» Fragmento seleccionado
Por Keysa Leger 28/03/2022
Desde la antigüedad
hasta el siglo XV.
Durante esta etapa, la
diplomacia poseyó un carácter ambulante. Es decir, era una diplomacia que se
realizaba mediante representantes designados de forma excepcional y que desempeñaban
su actividad en un país extranjero y ante su monarca durante un período de
tiempo limitado, acorde con la naturaleza de las gestiones que debían llevar a
cabo; por ej. la negociación de tratados de paz o de alianzas, el
establecimiento de acuerdos comerciales, la delimitación de fronteras, etc.
Las actividades
diplomáticas carecían de organización y de normas básicas que regulasen su
funcionamiento. A ello habría que agregar las limitaciones que imponían los
medios de transportes y comunicaciones de aquellas épocas y las dificultades de
carácter lingüístico, religioso o cultural, factores todos ellos que impidieron
la instauración de unas misiones diplomáticas estables y regulares.

» Material proporcionado
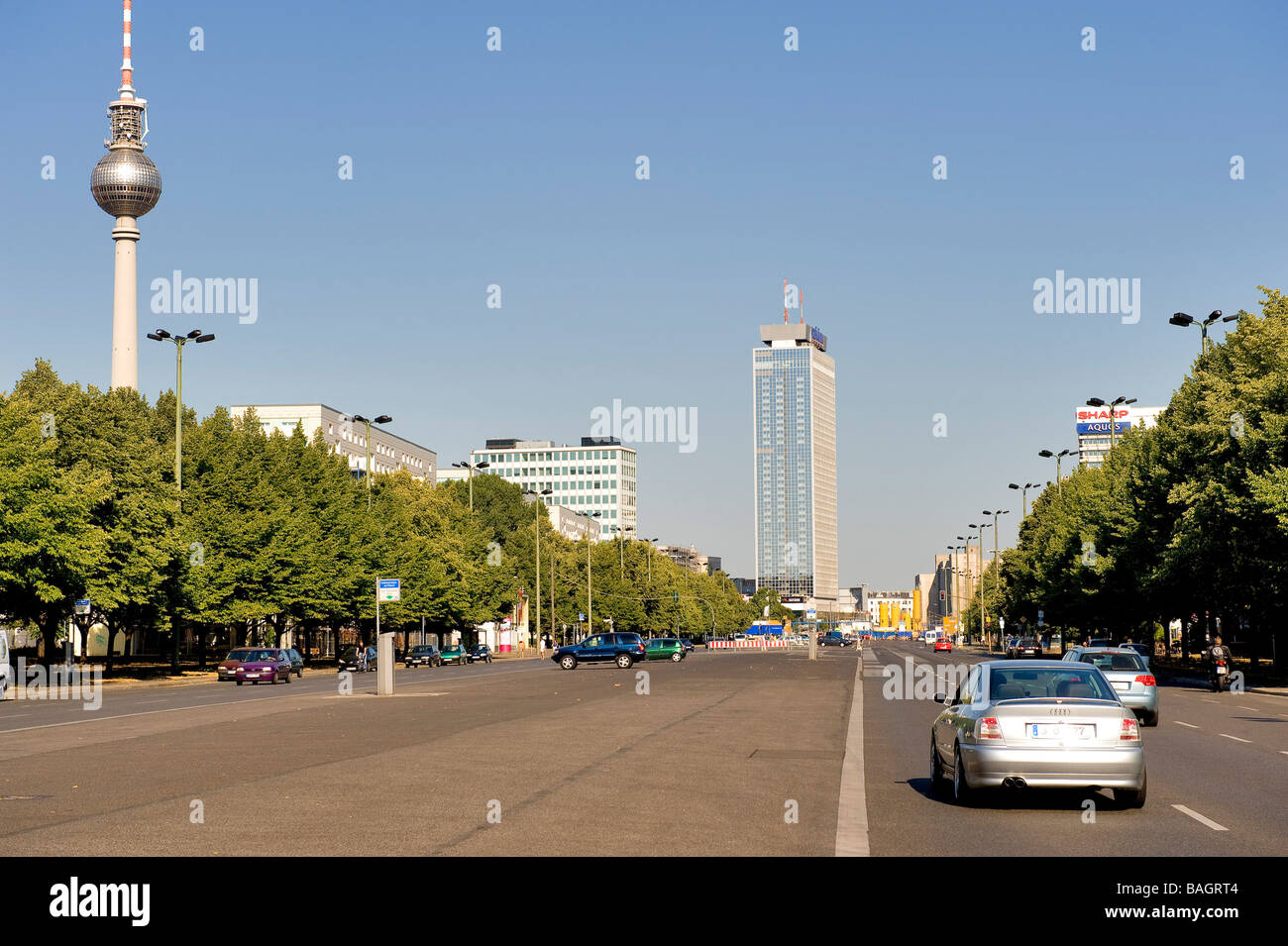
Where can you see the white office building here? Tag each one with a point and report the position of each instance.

» Tareas
1. Cita el texto sobre la diplomacia a partir de las palabras "Durante esta etapa, la" y detente después de "estables y regulares.".
2. Enumera, por favor, las gestiones que el texto sobre la diplomacia da como ejemplo de lo que debían llevar a cabo los representantes.
3. Prosigue el texto sobre la diplomacia a partir de su última oración.
El material no guarda relación con el texto sobre la diplomacia.

» Respuestas por tarea
1.
Durante esta etapa, la
diplomacia poseyó un carácter ambulante. Es decir, era una diplomacia que se
realizaba mediante representantes designados de forma excepcional y que desempeñaban
su actividad en un país extranjero y ante su monarca durante un período de
tiempo limitado, acorde con la naturaleza de las gestiones que debían llevar a
cabo; por ej. la negociación de tratados de paz o de alianzas, el
establecimiento de acuerdos comerciales, la delimitación de fronteras, etc.
Las actividades
diplomáticas carecían de organización y de normas básicas que regulasen su
funcionamiento. A ello habría que agregar las limitaciones que imponían los
medios de transportes y comunicaciones de aquellas épocas y las dificultades de
carácter lingüístico, religioso o cultural, factores todos ellos que impidieron
la instauración de unas misiones diplomáticas estables y regulares.

2. La negociación de tratados de paz o de alianzas, el establecimiento de acuerdos comerciales y la delimitación de fronteras.

3.
Hubo que esperar a la
Edad Media para constatar cómo la Santa Sede, potencia religiosa y política de
la Cristiandad, adoptaba la costumbre de enviar misiones diplomáticas
temporales ante los soberanos con el fin de resolver sus diferencias, espirituales
y temporales. Anticipaba así una práctica que se consolidaría, más tarde, con
la implantación de las Nunciaturas Apostólicas acreditadas ante las Cortes y
monarcas católicos, práctica que todavía perdura en nuestros días.
Desde el siglo XV
hasta la actualidad.
En esta segunda fase, la
diplomacia se convirtió en permanente. Lo que exigió que los países confiriesen
un grado de estabilidad y duración a sus relaciones diplomáticas mediante el
establecimiento de misiones diplomáticas permanentes. Ello era una consecuencia
directa de la concurrencia de nuevos factores internacionales entre los que
destacan: la emergencia de los modernos Estados europeos, el nacimiento de un
nuevo sistema de relaciones económicas capitalistas y la expansión ultramarina,
que puso en contacto a las principales potencias europeas con los grandes
imperios de Extremo Oriente y del continente americano.
Estas nuevas condiciones
políticas y económicas del mundo internacional exigían una básica
institucionalización de la acción exterior de las monarquías, que necesitaban
unos órganos permanentes de representación y unos canales oficiales de
comunicación e información ante las autoridades de terceros países.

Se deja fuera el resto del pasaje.